RECORD EXTRACTS |
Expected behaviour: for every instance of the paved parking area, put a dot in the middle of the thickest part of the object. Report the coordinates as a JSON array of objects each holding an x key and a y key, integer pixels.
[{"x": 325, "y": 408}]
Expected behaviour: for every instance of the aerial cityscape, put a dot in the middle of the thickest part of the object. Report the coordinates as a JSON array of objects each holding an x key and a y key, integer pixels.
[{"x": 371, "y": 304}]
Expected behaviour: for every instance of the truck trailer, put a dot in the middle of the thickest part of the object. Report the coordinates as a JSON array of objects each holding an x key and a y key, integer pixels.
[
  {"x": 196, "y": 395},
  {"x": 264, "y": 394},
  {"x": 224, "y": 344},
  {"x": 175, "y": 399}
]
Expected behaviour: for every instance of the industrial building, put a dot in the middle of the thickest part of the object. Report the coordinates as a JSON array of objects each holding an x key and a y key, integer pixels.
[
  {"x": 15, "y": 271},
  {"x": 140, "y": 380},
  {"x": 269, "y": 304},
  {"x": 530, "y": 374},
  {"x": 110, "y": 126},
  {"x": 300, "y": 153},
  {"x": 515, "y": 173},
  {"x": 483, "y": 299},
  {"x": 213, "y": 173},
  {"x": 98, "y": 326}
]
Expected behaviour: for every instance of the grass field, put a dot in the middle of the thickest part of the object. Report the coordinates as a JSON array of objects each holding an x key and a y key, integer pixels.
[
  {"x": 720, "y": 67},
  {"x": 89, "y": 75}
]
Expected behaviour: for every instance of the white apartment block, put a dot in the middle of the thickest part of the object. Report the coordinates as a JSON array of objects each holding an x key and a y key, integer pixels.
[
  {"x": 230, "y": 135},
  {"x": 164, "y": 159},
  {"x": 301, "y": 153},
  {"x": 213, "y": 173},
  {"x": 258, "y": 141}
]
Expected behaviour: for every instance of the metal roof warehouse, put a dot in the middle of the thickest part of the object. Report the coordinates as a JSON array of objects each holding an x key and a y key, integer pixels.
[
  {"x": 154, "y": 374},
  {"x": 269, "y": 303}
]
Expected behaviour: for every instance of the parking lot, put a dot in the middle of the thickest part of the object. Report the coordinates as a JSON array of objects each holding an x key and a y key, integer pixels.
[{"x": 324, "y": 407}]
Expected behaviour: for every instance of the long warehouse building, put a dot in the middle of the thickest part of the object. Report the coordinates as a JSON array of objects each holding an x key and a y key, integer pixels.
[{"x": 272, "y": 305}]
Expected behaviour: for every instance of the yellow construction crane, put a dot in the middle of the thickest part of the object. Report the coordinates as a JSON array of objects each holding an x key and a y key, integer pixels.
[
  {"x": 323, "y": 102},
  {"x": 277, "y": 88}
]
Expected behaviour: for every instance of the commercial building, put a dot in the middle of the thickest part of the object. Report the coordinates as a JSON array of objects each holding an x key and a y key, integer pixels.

REQUIRED WORK |
A word-for-word transcription of the data above is required.

OUTPUT OF THE TASK |
Expected behaviour: for every instance of the paved parking area, put a dot in the middle of the thickest part of the object. Report the coordinates as a JSON array of objects each holding an x key and a y key, integer pixels.
[{"x": 325, "y": 408}]
Expected behaviour: for every instance of the aerial cityscape, put a dot in the middle of the thickest part of the object. Report the coordinates as a JSON array of objects each holding an x key and a y key, integer pixels.
[{"x": 371, "y": 304}]
Expected behaviour: for every instance of the truck trailer, put a dot in the middle of the thickest part of the object. Report the coordinates as a JSON array of objects each holding an x key and a y key, integer pixels.
[
  {"x": 196, "y": 395},
  {"x": 264, "y": 394},
  {"x": 224, "y": 344},
  {"x": 175, "y": 399}
]
Expected behaviour: for every instance of the industrial building, put a dot in the middle of the thickest part of the object. Report the coordinates as a JSON array of objects each holding an x key and a y key, integer pixels.
[
  {"x": 15, "y": 271},
  {"x": 140, "y": 380},
  {"x": 269, "y": 304},
  {"x": 530, "y": 374},
  {"x": 110, "y": 126},
  {"x": 300, "y": 153},
  {"x": 515, "y": 173},
  {"x": 483, "y": 299},
  {"x": 213, "y": 173},
  {"x": 98, "y": 326}
]
Expected behaviour: for every instance of the grass field, put a dot in the middle of the thickest part of the object. Report the coordinates as a JSON array of objects each holding an x key and a y key, integer pixels.
[
  {"x": 720, "y": 67},
  {"x": 89, "y": 75}
]
Expected behaviour: for every instance of the white apartment block, put a dot in the middle of the thickest part of the object. Report the coordinates as a JSON array of objects each holding an x key and a y key, integer pixels.
[
  {"x": 230, "y": 135},
  {"x": 164, "y": 159},
  {"x": 301, "y": 153},
  {"x": 213, "y": 173},
  {"x": 258, "y": 141}
]
Expected behaviour: for every instance of the metal roof warehouse, put a dot in the middle of the thickest part of the object. Report the coordinates as a JSON array of objects each holding an x key and a y key, integer pixels.
[
  {"x": 154, "y": 374},
  {"x": 269, "y": 303}
]
Expected behaviour: for every instance of the parking lot, put a dot in the middle of the thickest part of the object. Report the coordinates as a JSON array of objects each holding an x key and a y key, integer pixels.
[{"x": 324, "y": 407}]
Expected behaviour: for every instance of the long warehouse building, put a dot in the middle of the thickest part of the object. Report the coordinates as a JSON array of objects each holding an x key and a y key, integer pixels.
[{"x": 272, "y": 305}]
Expected behaviour: for every instance of the yellow construction crane, put a dot in the middle of the thickest part of the object. Report the coordinates as a JSON array of objects each holding an x key and a y key, integer pixels.
[
  {"x": 323, "y": 102},
  {"x": 277, "y": 88}
]
Expected behaviour: for every instance of the commercial building, put a dot in the middle of the thickest part of the object. Report the coordinates as a JSON array of objects each holding an x key and a y key, integer pixels.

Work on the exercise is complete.